[Records provided Boundary: Start]

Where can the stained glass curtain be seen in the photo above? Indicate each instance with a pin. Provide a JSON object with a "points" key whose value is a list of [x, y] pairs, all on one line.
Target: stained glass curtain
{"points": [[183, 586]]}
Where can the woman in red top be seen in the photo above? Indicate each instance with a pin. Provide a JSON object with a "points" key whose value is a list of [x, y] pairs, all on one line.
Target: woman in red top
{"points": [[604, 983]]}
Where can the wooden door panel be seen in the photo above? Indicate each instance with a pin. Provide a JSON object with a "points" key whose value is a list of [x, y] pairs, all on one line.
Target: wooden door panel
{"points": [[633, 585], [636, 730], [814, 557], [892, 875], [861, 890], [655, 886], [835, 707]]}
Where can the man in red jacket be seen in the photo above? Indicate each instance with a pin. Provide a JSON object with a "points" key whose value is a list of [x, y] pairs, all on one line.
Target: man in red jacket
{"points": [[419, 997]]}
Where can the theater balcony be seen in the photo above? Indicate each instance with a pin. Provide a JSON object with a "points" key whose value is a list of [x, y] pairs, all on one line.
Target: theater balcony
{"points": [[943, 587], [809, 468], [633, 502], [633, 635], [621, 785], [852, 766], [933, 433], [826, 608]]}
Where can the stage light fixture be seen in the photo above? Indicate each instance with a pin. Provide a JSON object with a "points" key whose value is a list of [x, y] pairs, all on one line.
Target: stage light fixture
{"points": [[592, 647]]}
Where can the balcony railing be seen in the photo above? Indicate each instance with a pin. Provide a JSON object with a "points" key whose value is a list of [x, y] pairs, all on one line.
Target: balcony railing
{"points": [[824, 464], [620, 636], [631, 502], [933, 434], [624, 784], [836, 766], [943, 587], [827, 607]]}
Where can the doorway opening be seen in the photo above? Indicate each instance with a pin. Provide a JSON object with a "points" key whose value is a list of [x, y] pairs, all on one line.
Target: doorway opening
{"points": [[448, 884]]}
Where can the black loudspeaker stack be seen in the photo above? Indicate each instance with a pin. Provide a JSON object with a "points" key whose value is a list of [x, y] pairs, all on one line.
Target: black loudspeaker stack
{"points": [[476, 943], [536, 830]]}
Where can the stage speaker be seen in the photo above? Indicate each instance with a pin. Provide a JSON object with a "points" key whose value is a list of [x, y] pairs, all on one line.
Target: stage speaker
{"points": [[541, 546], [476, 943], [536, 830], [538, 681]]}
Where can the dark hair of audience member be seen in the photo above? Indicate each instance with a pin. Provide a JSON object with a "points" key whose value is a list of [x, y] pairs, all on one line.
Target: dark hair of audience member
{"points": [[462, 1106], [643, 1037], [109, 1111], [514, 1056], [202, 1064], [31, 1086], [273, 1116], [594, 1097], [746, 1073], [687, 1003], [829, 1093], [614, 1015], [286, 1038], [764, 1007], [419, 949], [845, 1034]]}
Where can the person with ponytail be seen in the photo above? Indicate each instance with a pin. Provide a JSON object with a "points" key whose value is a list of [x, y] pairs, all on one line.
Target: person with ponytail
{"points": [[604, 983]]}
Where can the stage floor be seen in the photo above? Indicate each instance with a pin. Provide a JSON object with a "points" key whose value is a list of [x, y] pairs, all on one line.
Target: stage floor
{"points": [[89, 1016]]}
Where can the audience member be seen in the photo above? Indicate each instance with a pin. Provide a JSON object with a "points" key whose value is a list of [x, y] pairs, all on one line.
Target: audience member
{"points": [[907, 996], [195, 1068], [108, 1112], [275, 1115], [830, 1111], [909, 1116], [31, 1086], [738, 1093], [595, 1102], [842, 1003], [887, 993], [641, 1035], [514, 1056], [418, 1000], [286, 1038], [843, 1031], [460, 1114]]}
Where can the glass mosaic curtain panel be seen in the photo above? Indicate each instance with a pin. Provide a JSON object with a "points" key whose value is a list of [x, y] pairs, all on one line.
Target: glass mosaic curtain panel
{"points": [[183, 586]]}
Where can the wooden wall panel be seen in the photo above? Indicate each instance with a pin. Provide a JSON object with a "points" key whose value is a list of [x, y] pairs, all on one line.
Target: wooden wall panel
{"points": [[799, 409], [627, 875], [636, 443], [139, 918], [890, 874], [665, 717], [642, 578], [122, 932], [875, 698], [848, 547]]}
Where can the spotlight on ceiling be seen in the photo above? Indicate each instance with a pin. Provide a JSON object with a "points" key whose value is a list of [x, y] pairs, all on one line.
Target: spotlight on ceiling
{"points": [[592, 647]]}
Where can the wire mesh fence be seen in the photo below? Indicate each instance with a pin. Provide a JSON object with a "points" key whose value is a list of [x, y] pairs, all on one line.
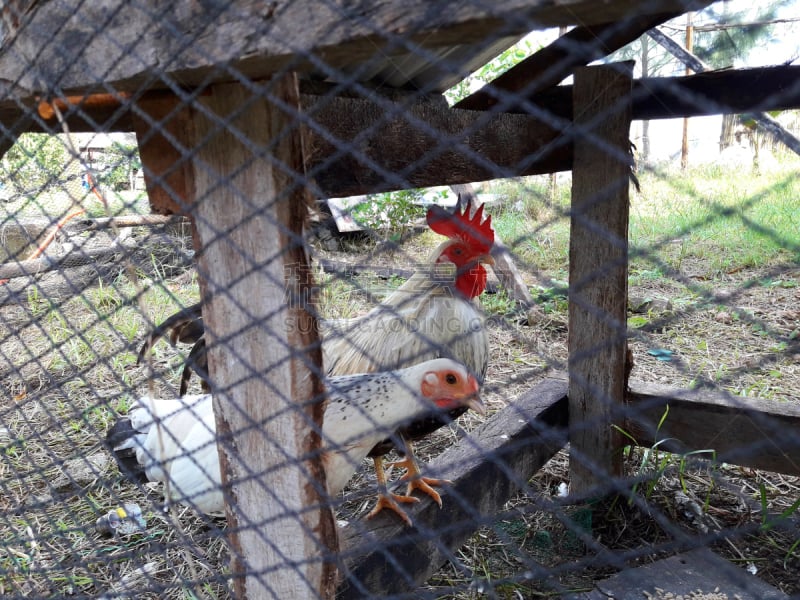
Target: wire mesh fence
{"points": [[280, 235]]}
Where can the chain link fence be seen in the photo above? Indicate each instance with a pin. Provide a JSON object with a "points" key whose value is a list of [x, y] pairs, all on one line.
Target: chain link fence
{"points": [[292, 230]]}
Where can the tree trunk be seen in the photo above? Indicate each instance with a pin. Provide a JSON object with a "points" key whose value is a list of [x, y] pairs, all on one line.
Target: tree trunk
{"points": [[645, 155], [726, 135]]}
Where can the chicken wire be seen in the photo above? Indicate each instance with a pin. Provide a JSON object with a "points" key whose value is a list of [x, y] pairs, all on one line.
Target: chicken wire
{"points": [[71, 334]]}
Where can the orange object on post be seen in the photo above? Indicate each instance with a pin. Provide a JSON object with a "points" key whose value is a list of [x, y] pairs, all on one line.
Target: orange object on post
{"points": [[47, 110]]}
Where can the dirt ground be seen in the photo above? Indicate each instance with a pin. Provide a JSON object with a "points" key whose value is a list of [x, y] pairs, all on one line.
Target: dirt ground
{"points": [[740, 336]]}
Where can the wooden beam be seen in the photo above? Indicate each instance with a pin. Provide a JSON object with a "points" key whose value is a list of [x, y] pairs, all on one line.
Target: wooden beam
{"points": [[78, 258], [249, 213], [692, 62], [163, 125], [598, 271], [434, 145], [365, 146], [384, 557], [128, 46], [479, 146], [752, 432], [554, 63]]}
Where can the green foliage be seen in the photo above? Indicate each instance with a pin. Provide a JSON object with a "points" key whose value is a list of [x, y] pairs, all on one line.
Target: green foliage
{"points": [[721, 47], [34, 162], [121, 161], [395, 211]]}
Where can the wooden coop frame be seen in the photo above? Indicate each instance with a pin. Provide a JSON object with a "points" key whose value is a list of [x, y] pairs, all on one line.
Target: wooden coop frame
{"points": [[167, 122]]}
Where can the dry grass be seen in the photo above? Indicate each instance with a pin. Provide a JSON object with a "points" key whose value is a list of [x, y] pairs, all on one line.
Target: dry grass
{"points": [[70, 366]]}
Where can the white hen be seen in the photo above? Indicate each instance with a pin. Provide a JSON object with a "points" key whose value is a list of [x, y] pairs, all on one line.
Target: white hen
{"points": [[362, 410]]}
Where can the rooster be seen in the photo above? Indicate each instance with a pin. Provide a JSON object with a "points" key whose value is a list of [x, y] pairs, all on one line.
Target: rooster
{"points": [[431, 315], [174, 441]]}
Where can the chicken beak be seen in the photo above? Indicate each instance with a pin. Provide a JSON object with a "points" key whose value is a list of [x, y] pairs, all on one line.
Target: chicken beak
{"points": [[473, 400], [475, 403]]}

[Records provided Boundary: End]
[Records provided Boundary: Start]

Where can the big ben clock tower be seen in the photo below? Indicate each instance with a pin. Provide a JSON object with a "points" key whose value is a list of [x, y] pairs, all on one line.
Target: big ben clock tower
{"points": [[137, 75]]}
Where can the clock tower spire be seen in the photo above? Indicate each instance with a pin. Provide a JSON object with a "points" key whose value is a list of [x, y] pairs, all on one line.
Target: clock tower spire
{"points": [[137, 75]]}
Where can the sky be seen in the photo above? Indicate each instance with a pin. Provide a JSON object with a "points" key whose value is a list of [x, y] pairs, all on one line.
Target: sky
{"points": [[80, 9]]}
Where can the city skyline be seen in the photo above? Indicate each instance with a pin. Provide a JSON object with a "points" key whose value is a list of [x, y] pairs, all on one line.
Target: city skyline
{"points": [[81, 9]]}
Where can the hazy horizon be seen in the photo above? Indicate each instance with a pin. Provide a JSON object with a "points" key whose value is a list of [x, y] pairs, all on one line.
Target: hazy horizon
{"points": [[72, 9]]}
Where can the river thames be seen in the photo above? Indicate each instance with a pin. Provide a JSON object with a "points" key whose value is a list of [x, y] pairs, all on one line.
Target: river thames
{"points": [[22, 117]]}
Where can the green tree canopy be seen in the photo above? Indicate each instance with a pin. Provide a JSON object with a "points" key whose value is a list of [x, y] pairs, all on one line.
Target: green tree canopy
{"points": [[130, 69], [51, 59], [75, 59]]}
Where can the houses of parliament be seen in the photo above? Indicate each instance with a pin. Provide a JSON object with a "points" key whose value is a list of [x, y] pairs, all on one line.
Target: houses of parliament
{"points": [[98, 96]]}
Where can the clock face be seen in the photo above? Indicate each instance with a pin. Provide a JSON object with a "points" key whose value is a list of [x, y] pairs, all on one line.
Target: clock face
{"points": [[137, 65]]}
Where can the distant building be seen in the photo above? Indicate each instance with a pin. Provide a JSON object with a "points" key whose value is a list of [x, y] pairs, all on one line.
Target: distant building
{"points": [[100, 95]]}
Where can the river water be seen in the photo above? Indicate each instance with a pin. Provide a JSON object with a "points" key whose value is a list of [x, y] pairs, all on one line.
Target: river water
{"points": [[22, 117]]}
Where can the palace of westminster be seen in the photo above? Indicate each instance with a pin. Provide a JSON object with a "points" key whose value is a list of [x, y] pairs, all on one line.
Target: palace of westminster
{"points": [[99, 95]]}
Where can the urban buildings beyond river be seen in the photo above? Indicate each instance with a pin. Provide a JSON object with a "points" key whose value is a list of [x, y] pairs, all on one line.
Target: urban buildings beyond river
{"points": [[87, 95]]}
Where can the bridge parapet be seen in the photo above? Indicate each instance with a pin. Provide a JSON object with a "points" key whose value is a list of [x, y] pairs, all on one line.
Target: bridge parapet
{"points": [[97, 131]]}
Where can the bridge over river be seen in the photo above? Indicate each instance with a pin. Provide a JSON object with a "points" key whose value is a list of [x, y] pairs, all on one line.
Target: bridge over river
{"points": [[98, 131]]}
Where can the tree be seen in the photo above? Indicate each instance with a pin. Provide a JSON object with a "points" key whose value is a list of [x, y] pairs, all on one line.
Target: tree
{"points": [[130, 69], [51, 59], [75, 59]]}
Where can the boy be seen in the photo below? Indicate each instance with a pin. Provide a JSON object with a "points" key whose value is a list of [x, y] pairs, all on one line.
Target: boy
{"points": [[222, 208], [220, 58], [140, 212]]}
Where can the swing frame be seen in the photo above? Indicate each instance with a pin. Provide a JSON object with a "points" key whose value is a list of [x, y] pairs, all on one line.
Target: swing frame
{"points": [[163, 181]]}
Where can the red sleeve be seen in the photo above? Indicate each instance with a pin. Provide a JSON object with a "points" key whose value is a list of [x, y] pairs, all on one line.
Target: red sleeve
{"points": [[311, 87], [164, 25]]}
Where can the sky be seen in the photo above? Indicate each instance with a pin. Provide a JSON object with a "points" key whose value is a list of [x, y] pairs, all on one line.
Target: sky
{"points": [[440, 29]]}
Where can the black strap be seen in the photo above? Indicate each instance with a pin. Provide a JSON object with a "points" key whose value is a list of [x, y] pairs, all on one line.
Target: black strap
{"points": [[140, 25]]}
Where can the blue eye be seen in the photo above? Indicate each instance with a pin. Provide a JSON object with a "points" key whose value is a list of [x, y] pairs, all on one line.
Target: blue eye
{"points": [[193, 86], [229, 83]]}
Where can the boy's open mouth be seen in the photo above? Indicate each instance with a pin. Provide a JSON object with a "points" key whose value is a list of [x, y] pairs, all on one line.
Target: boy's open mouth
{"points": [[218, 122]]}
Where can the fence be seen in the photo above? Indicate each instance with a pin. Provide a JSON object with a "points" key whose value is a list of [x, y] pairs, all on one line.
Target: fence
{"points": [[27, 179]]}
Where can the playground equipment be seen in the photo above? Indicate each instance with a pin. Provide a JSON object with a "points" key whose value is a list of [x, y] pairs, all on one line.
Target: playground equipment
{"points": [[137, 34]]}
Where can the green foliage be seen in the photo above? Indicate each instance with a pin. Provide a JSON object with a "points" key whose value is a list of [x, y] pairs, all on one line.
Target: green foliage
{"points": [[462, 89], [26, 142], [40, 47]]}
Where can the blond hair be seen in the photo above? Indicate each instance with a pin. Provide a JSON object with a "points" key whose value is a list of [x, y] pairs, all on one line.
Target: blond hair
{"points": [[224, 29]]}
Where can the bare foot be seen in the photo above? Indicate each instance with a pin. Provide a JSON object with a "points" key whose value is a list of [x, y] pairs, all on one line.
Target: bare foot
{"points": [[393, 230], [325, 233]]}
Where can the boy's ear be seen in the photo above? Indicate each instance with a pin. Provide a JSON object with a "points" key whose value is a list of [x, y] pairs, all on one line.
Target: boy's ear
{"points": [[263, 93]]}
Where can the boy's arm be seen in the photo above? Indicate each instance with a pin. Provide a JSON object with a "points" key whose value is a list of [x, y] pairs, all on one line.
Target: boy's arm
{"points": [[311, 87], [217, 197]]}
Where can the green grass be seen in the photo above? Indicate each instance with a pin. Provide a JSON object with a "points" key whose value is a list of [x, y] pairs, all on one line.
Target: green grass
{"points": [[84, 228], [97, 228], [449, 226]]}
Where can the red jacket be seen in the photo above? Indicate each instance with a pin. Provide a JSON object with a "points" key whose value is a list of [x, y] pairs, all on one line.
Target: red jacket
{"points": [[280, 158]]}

[Records provided Boundary: End]

For each line above that carries the word "below", copy it out.

> [Expected answer]:
Where can the wire mesh fence be seen in the photo below? Indicate each instance with a pin. Provide a JSON object with a "points" key whose value is a list of [x, y] pairs, all on one line.
Where can the big ben clock tower be seen in the photo below? Indicate each instance with a pin. Provide a JSON object with a "points" key whose value is a list of [x, y] pairs, all on one line.
Where can the boy be seen in the photo below? Indicate each instance with a pin. Provide a JSON object with a "points" key whose value is a list of [x, y] pairs, all on one line.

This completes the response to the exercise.